Goal of the exercise:
Set the data down once more, in full and exactly.

Point-per-instance localization data:
# # # # # # #
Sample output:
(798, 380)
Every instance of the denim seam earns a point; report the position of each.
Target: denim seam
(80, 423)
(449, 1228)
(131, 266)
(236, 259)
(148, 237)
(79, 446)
# # # # # # #
Response to this exercise:
Sample output:
(798, 380)
Every instance of the denim seam earns a point; report the position of each.
Target: denim seam
(80, 423)
(449, 1228)
(131, 266)
(236, 259)
(148, 237)
(79, 446)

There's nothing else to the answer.